WHAT YOU SHOULD DO
Please find every line in the entries below that contains the string "backpack", and copy it.

DATASET EXTRACT
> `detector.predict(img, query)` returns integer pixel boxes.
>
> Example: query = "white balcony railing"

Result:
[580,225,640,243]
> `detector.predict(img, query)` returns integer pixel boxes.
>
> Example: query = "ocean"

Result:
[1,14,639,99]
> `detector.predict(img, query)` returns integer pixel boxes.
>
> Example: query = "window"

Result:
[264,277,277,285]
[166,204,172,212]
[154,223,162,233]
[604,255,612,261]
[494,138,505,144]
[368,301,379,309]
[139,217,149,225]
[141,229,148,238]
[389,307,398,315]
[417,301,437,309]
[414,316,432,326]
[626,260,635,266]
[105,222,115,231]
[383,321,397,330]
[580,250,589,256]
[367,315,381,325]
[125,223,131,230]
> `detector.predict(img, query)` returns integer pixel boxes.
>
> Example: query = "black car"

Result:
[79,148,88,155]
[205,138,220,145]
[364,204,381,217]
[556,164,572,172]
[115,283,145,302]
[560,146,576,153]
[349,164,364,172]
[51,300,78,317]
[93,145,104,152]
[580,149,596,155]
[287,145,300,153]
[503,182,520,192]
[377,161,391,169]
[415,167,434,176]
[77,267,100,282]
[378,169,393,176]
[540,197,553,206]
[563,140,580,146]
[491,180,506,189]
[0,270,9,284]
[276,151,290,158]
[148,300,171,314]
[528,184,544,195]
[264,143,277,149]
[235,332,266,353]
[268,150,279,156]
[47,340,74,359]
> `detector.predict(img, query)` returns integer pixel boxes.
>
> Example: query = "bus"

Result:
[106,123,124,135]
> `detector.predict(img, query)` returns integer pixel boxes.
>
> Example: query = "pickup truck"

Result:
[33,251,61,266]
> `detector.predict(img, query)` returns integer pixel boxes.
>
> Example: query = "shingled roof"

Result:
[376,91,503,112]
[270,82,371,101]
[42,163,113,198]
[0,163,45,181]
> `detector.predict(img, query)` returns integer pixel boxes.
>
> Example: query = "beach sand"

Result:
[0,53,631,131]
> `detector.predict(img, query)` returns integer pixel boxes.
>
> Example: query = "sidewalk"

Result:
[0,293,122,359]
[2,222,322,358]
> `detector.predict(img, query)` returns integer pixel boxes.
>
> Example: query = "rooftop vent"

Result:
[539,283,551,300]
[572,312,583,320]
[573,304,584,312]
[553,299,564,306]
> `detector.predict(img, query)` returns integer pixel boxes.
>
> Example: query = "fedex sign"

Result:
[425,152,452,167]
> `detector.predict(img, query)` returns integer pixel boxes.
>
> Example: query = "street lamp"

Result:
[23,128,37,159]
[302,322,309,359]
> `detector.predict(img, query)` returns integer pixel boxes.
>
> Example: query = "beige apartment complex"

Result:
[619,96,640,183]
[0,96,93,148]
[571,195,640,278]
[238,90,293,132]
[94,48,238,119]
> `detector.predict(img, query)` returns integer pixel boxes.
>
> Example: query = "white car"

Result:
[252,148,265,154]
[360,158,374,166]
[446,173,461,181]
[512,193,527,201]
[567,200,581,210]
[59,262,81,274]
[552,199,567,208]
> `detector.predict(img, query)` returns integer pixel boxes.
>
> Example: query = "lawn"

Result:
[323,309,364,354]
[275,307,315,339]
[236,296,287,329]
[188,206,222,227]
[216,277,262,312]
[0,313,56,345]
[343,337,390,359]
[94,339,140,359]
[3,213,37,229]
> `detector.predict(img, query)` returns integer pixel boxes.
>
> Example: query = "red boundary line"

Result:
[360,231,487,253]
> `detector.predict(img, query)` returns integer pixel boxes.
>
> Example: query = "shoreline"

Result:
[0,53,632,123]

* * *

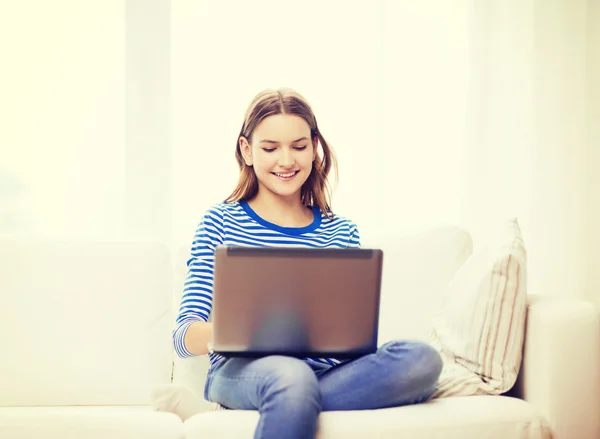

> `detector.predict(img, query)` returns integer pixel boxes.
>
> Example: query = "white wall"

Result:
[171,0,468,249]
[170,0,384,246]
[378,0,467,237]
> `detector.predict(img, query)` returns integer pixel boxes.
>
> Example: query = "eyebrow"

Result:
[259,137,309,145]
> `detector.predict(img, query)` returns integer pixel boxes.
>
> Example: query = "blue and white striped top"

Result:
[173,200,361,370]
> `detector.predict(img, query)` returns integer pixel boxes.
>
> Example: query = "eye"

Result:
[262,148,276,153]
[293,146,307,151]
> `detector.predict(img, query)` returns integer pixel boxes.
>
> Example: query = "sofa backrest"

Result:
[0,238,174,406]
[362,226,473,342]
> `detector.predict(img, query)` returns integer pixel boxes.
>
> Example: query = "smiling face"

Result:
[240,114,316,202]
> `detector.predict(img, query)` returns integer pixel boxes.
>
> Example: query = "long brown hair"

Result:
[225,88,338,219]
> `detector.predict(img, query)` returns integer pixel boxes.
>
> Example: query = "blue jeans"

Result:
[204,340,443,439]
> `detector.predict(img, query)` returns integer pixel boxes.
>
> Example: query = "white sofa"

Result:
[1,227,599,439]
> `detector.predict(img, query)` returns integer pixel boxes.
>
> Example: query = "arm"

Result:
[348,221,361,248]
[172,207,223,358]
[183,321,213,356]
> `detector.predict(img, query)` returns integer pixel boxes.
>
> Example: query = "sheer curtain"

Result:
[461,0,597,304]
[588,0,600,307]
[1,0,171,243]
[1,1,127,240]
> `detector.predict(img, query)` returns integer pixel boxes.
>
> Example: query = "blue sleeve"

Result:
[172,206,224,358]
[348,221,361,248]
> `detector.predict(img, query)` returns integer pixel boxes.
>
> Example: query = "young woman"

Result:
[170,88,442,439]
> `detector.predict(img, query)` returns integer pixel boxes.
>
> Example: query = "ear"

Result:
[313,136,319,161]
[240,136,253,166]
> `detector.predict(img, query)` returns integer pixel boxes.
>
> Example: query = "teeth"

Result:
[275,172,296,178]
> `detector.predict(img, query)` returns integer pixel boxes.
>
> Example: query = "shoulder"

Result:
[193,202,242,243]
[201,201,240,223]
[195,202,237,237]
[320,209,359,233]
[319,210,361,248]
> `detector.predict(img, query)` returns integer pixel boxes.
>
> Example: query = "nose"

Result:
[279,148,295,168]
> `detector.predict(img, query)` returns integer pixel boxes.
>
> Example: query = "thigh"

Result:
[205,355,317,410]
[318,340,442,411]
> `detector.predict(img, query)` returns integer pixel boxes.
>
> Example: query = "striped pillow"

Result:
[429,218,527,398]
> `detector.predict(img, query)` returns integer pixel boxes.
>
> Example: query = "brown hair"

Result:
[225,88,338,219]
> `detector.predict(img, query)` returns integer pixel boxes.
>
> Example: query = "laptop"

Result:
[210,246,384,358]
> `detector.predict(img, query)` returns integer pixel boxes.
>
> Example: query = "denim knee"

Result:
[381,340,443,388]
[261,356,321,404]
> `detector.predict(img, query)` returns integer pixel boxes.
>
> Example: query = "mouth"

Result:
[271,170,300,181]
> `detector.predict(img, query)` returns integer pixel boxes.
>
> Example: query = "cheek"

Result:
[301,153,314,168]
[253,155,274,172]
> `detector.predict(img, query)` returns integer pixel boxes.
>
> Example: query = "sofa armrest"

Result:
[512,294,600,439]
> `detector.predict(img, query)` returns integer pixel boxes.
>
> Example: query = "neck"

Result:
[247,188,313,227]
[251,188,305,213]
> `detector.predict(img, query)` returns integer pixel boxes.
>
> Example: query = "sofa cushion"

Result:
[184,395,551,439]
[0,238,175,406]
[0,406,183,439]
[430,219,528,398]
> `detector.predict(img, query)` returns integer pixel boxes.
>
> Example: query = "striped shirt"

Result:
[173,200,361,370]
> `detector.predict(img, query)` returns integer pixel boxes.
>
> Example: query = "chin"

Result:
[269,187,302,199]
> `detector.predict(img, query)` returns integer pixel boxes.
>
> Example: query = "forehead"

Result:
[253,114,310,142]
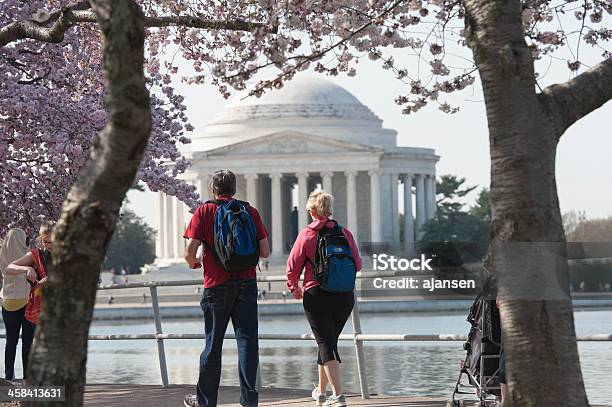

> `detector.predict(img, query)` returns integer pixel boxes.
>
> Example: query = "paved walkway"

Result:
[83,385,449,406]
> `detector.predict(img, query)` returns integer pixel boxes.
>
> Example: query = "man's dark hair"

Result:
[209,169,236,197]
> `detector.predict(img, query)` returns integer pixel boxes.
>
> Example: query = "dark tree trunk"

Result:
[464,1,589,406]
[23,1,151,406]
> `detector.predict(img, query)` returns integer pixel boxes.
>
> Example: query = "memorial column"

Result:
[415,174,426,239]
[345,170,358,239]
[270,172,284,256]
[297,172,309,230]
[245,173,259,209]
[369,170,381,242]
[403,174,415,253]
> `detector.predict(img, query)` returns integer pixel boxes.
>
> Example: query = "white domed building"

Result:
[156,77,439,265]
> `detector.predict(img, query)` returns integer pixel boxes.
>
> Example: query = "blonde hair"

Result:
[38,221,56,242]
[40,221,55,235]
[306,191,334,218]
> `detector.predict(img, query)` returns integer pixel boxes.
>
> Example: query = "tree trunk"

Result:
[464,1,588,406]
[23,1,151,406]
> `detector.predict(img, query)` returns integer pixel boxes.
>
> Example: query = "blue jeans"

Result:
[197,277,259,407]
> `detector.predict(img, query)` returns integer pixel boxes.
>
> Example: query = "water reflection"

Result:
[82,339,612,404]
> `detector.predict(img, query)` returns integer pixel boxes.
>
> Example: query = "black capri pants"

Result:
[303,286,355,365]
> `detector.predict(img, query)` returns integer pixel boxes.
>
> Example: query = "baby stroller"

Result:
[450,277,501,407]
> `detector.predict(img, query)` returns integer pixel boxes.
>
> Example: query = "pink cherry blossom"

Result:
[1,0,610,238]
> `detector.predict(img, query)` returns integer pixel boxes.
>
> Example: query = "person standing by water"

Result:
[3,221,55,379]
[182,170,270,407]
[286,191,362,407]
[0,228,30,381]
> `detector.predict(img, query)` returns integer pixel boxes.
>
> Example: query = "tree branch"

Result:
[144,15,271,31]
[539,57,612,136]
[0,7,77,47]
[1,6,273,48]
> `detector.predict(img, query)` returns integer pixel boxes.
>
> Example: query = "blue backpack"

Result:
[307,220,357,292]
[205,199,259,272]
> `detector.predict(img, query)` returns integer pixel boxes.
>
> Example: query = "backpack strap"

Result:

REPLY TO THE TASK
> Example: query = "blue backpack"
> Example: query = "backpack strap"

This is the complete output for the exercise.